→ **Stated goal**
Recast the lines below as a numbered list, skipping blank lines and leaving the pictures out.

[START]

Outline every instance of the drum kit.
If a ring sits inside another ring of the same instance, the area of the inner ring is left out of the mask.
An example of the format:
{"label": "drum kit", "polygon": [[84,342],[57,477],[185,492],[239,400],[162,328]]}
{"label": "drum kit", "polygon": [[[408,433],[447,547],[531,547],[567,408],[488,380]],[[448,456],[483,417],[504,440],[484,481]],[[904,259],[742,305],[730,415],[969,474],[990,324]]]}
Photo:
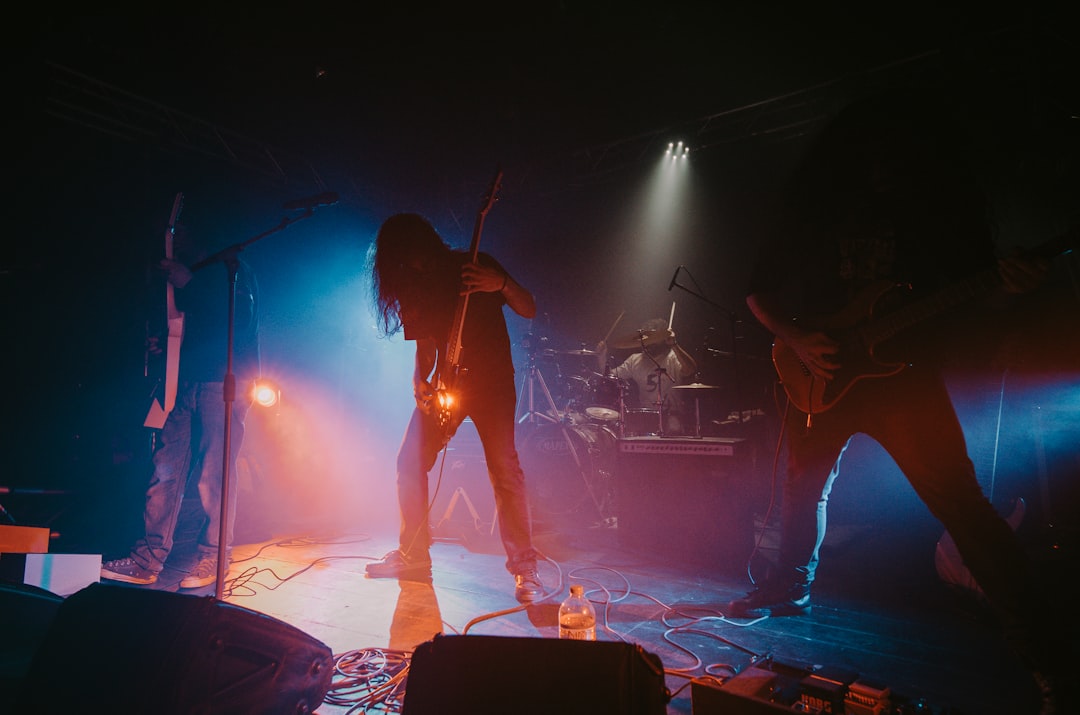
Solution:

[END]

→ **Task response**
1. Outline every instance of the drum kit.
2. If a ring sits inside another ring of the same instance, the area of the inner ring is left out of the mask.
3. An example of the format:
4. {"label": "drum kit", "polygon": [[84,342],[57,477],[185,492],[239,400],[162,328]]}
5. {"label": "drum kit", "polygon": [[[408,433],[447,547],[531,547],[567,408],[488,380]],[[448,456],[483,417],[504,440],[484,481]],[[904,259],[742,305],[730,415],[969,474],[990,324]]]}
6. Photo:
7. Solution:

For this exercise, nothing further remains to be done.